• [任务要求]
根据所给文段,谢林把理性的“自我发展”形象地称作什么?

• [所给文段]
可见,不论是认识领域的“自然形而上学”,还是实践领域的“道德形而上学”,其原理的建立都依赖于对人的理性的确认,理性的能动作用就是人的能动作用,理性是康德形而上学的中心,离开了理论理性和实践理性,康德的形而上学就会丧失自己的根基。

4.我完全是我自己的创造物

康德划分了理论理性和实践理性,在道德层面强调了实践理性能动性,费希特提升、扩展了人的能动本性,变成“我完全是我自己的创造物”,“不是自然使人成为他所成为的人,而是人本身把他自己造成他将成为的人”[27]。费希特把“自我”作为自己哲学的出发点:“注意你自己,把你的目光从你的周围收回来,回到你的内心,哲学所要谈的不是在你外面的东西,而只是你自己。”[28]“自我”类似于康德的“自我意识”,是“我自己变为我的一切存在和现象的惟一源泉”,是一种能动的精神性的活动。他说:“在唯心论看来,理智只是能动的和绝对的,而不是被动的。”[29]从“自我设定自己”出发,通过“自我”能动性的展示与外化,确立了自身的对立面“非我”,即“自我设定自身和非我”,从而体现出作为绝对性认识主体与实践主体的“自我”的能动性特征。实践主体的“自我”的能动性是行动,费希特说:“不仅要认识,而且要按照认识而行动,这就是你的使命……你在这里生存,不是为了对你自己作无聊的冥想……是为了行动;你的行动,也只有你的行动,才决定你的价值。”[30]“自我”主体的实践活动是自由的体现,是人之优越性的禀赋。费希特高度赞扬了法国大革命对人的自由、解放的意义。他说:“法国革命正是一幅关于人的权利和人的价值这个伟大课题的瑰丽画卷。”[31]对法国大革命的歌颂,恰是一支对人的自由的赞歌。

费希特能动的精神“自我”的设定,使得人被完全主观化,成为封闭于自我世界的孤独存在。进一步,要使人在不失能动、自由本性的前提下与客观存在相协调,那就必然会走上谢林的“绝对-普遍理性”的哲学道路,而这实质上也就是要根本颠倒唯物论的世界观,赋予一切存在即整个世界以人性化的理性本质。要做到这点,就只有引进并贯彻“发展”的观念,赋予理性自身以“自我发展”的本性才有可能。谢林把理性的“自我发展”形象地称作“理性的大胆冒险”:“使人得到解放,脱离客观世界的恐怖,这是理性的一次大胆的冒险;这次冒险是不会失败的,因为人将随着认识他自己和自己的力量,而变得更加伟大。如果让人意识到他现在是什么,他就会立刻知道他应该是什么;让他在理论上重视自己,他就会紧接着在实践上重视自己。”[32]正是这次理性的冒险开始了理性脱离现实的进程。依靠理性“自我发展”逻辑构造出的绝对理念世界,就是黑格尔哲学。

总之,理性主义人性论高举科学和理性的大旗,把人视为一个有思维能动性的精神实体,把理性视为人的本质。它确立了人在自然界中的主体地位,坚信科学能够征服自然,理性能够把握人和世界的本质,创造合乎人性的“自由、平等、博爱”的理想社会。但是,近代哲人最终将这种逻辑精神发展成为一个自我认识、自我创造、自我发展的绝对理性、绝对精神。与机械唯物论相比,它虽然克服了机械性,体现了主体人的能动性、创造性和自由发展,但其主体人并非现实的人,只是缺少思想内容的抽象的逻辑精神,所谓能动创造与自由发展不过是空喊而已。

• [所示数据]
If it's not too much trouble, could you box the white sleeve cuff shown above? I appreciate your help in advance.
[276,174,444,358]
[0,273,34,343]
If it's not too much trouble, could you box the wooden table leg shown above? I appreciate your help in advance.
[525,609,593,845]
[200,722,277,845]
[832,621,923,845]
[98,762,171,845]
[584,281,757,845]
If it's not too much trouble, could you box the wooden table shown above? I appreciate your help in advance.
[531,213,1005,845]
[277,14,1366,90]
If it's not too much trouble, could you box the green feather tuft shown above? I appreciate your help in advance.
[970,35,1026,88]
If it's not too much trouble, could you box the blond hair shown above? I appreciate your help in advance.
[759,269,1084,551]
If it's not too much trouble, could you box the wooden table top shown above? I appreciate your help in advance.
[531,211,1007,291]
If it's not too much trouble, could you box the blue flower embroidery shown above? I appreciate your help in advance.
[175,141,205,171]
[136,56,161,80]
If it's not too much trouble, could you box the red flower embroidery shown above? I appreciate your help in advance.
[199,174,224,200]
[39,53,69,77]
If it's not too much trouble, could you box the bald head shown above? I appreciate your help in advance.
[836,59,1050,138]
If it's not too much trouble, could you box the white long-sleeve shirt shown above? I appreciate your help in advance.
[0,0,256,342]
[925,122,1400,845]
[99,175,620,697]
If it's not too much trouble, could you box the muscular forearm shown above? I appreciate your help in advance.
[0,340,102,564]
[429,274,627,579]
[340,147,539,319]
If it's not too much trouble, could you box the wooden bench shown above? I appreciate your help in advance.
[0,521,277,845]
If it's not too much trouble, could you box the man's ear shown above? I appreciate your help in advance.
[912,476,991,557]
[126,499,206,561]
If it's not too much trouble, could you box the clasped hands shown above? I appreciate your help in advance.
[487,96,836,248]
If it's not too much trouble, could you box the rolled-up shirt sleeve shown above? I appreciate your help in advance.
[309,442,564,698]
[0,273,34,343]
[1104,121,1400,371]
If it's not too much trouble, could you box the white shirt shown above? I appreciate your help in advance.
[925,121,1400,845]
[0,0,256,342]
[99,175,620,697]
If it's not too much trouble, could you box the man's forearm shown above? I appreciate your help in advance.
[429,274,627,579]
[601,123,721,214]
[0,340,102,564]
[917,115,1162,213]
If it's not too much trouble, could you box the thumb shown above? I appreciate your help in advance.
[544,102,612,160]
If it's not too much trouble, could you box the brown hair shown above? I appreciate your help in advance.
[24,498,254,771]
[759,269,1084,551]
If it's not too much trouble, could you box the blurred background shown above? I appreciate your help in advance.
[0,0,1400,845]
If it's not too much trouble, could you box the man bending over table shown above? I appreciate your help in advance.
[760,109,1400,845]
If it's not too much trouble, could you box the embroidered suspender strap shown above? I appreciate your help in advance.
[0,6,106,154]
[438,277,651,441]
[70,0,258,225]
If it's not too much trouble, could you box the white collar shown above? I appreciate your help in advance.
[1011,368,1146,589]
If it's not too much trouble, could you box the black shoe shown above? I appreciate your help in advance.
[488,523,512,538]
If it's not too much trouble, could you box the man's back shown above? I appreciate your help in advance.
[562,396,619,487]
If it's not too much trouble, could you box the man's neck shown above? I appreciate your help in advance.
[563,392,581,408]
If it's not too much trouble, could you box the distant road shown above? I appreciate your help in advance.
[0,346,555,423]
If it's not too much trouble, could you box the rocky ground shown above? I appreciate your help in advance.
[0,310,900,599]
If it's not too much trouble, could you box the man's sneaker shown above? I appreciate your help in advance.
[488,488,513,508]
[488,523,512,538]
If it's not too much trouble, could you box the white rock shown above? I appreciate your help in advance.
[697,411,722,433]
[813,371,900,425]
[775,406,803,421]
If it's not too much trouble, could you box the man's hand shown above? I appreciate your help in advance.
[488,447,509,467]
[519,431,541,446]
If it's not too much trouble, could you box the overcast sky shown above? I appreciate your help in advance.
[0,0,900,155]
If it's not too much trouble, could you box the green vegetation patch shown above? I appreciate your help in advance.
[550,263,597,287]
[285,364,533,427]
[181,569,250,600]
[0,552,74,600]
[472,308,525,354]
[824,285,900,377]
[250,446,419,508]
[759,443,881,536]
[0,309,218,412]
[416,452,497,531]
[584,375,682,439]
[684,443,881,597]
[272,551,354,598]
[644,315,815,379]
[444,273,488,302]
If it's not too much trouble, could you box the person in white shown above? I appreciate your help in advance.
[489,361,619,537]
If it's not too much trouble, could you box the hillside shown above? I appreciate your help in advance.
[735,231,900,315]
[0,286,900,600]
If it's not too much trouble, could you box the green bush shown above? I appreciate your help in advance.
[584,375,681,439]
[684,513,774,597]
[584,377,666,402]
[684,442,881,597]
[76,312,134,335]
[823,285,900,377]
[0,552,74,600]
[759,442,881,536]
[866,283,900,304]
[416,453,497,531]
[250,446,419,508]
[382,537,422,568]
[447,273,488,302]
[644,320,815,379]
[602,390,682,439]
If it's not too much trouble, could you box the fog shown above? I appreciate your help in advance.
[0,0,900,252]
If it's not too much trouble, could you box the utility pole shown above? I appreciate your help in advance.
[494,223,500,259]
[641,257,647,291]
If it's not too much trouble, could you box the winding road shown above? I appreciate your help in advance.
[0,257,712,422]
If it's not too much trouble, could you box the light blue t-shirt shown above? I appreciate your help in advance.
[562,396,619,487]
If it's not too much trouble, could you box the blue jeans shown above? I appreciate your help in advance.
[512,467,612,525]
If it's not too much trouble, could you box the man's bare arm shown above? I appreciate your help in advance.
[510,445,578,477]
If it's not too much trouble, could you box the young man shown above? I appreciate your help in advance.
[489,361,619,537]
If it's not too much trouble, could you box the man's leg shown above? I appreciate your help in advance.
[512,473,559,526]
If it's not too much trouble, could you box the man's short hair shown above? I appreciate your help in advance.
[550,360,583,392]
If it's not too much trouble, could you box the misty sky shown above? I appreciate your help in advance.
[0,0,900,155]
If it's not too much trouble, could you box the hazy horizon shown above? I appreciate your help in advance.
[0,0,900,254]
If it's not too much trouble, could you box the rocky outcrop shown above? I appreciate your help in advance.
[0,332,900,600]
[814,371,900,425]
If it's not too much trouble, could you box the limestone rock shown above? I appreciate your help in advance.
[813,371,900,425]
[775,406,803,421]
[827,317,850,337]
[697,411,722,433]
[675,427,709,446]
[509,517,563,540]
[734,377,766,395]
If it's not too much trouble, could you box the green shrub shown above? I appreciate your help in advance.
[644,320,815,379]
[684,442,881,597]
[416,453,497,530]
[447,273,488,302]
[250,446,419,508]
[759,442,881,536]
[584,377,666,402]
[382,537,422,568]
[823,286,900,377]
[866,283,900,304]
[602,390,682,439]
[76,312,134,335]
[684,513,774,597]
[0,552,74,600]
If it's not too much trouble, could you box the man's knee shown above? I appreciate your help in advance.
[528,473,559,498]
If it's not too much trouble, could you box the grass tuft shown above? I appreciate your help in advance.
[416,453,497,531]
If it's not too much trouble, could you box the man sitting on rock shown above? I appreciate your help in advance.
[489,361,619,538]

• [书面解答]
谢林把理性的“自我发展”称作“理性的大胆冒险”。